[Start Document text]

Let \(\mathfrak {a}\) be a squarefree monomial ideal in S. For some \(0 \le t \le n\) and \(i_1,\ldots ,i_t \in \{1,\ldots ,n\}\), we can write \(\mathfrak {a}=\mathfrak {a}_0 \cap \mathfrak {a}_1 \cap \ldots \cap \mathfrak {a}_t,\) where

1. (1)

   \(\mathfrak {a}_0\) is a (possibly empty) intersection of monomial primes, none of which contain both \(x_i\) and \(y_i\) for any \(1 \le i \le n\), and

2. (2)

   for \(1 \le j \le t\), \(\mathfrak {a}_j\) is an intersection of monomial prime ideals containing both \(x_{i_j}\) and \(y_{i_j}\).

In particular, \(\mathfrak {a}_j\) is either the unit ideal or a squarefree monomial ideal for each \(0 \le j \le n\). For any such decomposition, recomposing \(\mathfrak {a}\) returns \(\mathfrak {a}_0\), and so \(\mathfrak {a}\) and \(\mathfrak {a}_0\) have the same canonical form. In fact for any \(s \le t\), recomposing \(\mathfrak {a}'=\mathfrak {a}_0 \cap \mathfrak {a}_s \cap \ldots \cap \mathfrak {a}_t\) yields \(\mathfrak {a}_0\), and so \(\mathfrak {a}'\) has the same canonical form as \(\mathfrak {a}_0\).

Consequently, if \(\mathfrak {a}=\mathfrak {b} \cap \mathfrak {c}\) with \(\mathfrak {b}\) and \(\mathfrak {c}\) squarefree monomial ideals and \((x_i,y_i) \subseteq \mathfrak {b}\) for some \(1 \le i \le n\), recomposing \(\mathfrak {a}\) returns the same result as recomposing \(\mathfrak {c}\).

[End Document text]

Exercise brief. In the passage on squarefree monomial ideals, what does recomposing \(\mathfrak {a}\) return for any decomposition of the kind described?

[Start Supplied information]

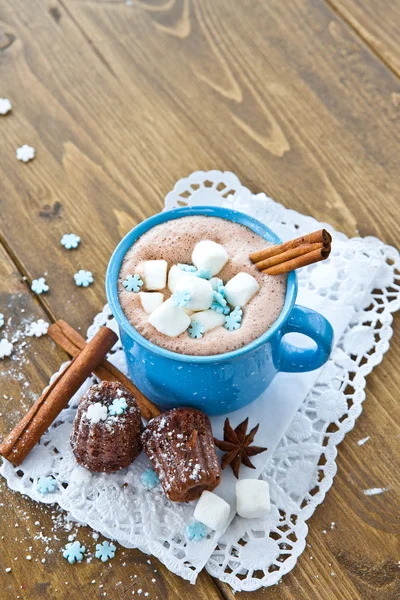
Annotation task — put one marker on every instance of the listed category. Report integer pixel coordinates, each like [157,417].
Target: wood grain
[378,23]
[121,101]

[End Supplied information]

Response for this exercise. It returns \(\mathfrak {a}_0\).